Required work – Reproduce every entry exactly and leave its pictures out.

Dataset –
━━━━━━━━━━━━━━━━
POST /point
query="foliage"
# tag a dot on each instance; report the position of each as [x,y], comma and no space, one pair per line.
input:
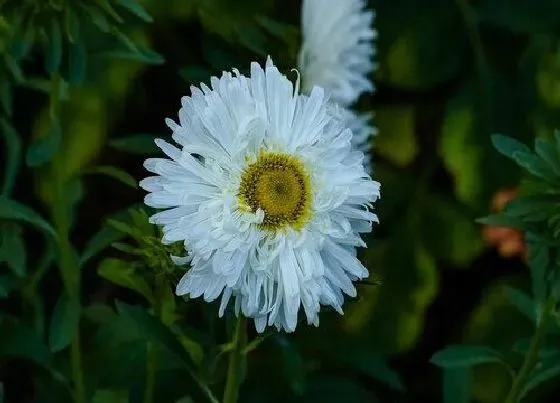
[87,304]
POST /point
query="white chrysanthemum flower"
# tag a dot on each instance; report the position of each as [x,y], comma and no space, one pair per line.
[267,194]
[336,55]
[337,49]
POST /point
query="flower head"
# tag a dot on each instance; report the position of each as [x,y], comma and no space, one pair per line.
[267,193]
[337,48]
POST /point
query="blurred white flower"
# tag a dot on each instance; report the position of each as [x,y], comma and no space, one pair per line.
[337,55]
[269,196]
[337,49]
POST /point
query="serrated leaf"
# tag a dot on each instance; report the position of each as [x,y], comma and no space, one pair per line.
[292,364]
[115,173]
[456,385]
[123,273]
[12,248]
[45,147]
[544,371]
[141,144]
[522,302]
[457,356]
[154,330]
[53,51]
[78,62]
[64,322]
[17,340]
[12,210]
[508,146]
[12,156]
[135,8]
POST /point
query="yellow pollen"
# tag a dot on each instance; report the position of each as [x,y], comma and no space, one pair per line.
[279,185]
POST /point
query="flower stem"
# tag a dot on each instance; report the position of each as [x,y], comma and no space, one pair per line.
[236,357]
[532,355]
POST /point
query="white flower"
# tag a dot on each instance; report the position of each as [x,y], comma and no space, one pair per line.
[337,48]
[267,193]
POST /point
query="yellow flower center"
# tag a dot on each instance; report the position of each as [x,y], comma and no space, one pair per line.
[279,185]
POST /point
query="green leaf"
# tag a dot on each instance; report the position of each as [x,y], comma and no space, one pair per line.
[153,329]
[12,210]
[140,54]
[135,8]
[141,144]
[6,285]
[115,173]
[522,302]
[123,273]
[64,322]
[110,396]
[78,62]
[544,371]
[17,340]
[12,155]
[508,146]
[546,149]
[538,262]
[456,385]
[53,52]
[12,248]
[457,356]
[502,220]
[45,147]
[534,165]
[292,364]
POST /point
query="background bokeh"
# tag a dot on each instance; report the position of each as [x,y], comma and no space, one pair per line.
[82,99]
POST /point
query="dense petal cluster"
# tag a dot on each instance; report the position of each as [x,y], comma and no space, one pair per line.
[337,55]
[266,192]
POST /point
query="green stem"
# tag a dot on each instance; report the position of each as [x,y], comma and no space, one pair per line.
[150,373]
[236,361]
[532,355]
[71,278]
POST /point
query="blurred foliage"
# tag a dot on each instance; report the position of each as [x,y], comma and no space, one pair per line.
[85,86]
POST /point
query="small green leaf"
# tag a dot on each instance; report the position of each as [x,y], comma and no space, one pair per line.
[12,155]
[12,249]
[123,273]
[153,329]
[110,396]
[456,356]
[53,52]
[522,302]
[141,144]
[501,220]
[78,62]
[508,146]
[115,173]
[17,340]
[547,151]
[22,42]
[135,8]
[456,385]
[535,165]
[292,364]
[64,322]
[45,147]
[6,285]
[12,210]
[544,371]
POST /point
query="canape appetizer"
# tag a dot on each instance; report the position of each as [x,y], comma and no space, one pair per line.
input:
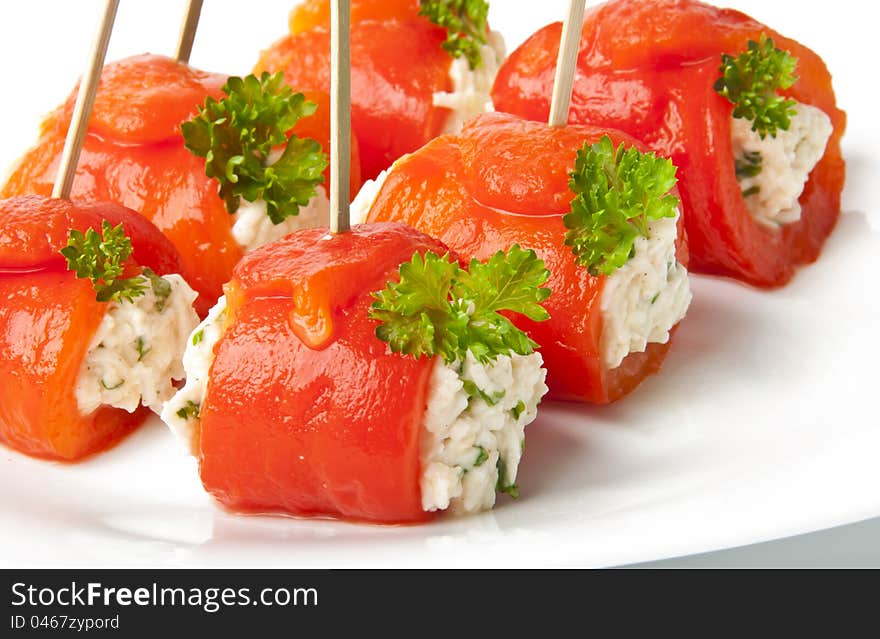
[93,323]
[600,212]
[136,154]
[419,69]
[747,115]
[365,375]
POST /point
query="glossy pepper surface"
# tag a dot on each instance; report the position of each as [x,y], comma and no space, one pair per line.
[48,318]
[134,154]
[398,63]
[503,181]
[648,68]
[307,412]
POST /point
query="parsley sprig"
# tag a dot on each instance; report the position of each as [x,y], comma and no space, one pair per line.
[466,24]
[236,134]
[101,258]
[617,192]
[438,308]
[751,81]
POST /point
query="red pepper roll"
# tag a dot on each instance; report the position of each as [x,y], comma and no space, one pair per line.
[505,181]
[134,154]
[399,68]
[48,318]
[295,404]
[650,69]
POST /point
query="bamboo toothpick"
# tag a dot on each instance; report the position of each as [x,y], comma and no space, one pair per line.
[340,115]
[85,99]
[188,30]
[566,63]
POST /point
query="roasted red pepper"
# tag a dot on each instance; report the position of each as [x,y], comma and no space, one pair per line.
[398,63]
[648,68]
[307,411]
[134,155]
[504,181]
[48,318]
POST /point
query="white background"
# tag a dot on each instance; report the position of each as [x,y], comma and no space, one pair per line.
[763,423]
━━━━━━━━━━━━━━━━
Solution –
POST /point
query="foliage"
# tag a dot on each instance; report the position of each as [x,y], comma and no space, one pair per line.
input:
[87,304]
POST /point
query="white chrysanthemum flower"
# tag a dot on each instance; report the position of each as [x,y], comma and no space, one pair per line.
[267,194]
[336,55]
[337,49]
POST /point
query="flower head"
# tag a dot on each instance; report the position of each as [x,y], comma and no space, one pair per line.
[267,193]
[337,48]
POST /point
query="blurred white flower"
# tag a dot on each instance; report the position of each as [x,y], comma and no space, one pair per line.
[337,55]
[269,196]
[337,49]
POST /point
query="serrated leaf"
# tag a dot on each instance; report the position of each as [x,y], comma and no space, one pair per line.
[292,364]
[115,173]
[456,385]
[123,273]
[12,248]
[45,147]
[544,371]
[141,144]
[522,302]
[457,356]
[154,330]
[53,51]
[78,62]
[64,322]
[17,340]
[12,210]
[508,146]
[12,156]
[135,8]
POST /point
query="yellow pollen"
# tag a dot on each instance; report the position of each as [x,y], comma and no space, one pair per line.
[279,185]
POST /point
query="flower stem"
# tag a dot on each instance; report the position of each as [x,y], comma and no space, one pair per line.
[236,357]
[532,355]
POST /point
query="white flower"
# tag a dot on each instance; report the position of each as [x,y], comma and no space, one pair per line.
[337,48]
[267,193]
POST /point
query="yellow flower center"
# tag a dot on each instance; report the position of each as [x,y], comma and no space, one pair per line.
[279,185]
POST /point
query="green leaf"
# tag a dot on each instance; report the position of each as [x,y], comma and no space, one pair per line.
[153,329]
[12,210]
[140,54]
[135,8]
[141,144]
[6,285]
[115,173]
[522,302]
[123,273]
[64,322]
[110,396]
[78,62]
[544,371]
[17,340]
[12,155]
[508,146]
[546,149]
[538,262]
[456,385]
[53,52]
[12,248]
[457,356]
[502,220]
[45,147]
[534,165]
[292,364]
POST /point
query="background bokeh"
# tag a dot on each instance; report the position of each as [x,y], comma and no space, one pair per line.
[82,99]
POST /point
query="dense petal cluster"
# tag a dot on each instance; report the position of each as [x,y], comma and no space, one pair per line.
[337,55]
[266,192]
POST /point
query="green stem"
# tag a dot on each instance; report the position of each as [x,y], comma and no space, one pair per line.
[150,373]
[236,361]
[532,355]
[71,278]
POST /point
query="blurred foliage"
# tag a dot on each instance; report the position of each as [x,y], comma and no space, one pair per line.
[85,86]
POST /point
query="small green leaf"
# tag a dot on each instance; report the position of each as [x,y], comma and no space, one pair per line.
[12,155]
[12,249]
[123,273]
[153,329]
[110,396]
[456,356]
[53,52]
[522,302]
[141,144]
[501,220]
[78,62]
[508,146]
[115,173]
[17,340]
[547,151]
[22,42]
[135,8]
[456,385]
[535,165]
[292,364]
[64,322]
[45,147]
[6,285]
[12,210]
[544,371]
POST /point
query="canape appetizer"
# tag a dot on each instance; report the position of each as [x,y], comma and no space, one pair per line.
input:
[93,323]
[600,212]
[136,154]
[419,69]
[747,115]
[365,375]
POST /point
query="glossy pepper surface"
# tag a dot on each instance; report the position of each as [x,y], comma and no space, one pair per line.
[48,318]
[134,154]
[398,63]
[503,181]
[648,68]
[307,412]
POST /point
query="parsley sprig"
# tag a dot on each instance; report the position of each as [x,y], comma and no space, one pair per line.
[466,24]
[236,134]
[101,258]
[617,192]
[438,308]
[751,81]
POST /point
query="red pepper roll"
# tag a dot on each instance; report the position of each as [x,y], comma and no space, one pair per line.
[505,181]
[134,154]
[399,68]
[48,318]
[295,404]
[650,69]
POST /point
query="bamboo toothpick"
# tag a dot on each instance; report the position of each as [x,y], comma and no space, one pair per line.
[340,115]
[85,99]
[188,30]
[566,63]
POST /point
query="roasted red pepper"
# tag a dot on each instance; report the position of each as [x,y], comma and no space, one pair per line.
[398,63]
[648,68]
[307,411]
[134,155]
[504,181]
[48,318]
POST /point
query="white background"
# tag a dot on each instance; report the position of each as [x,y], comma and no space, one pair per line.
[763,423]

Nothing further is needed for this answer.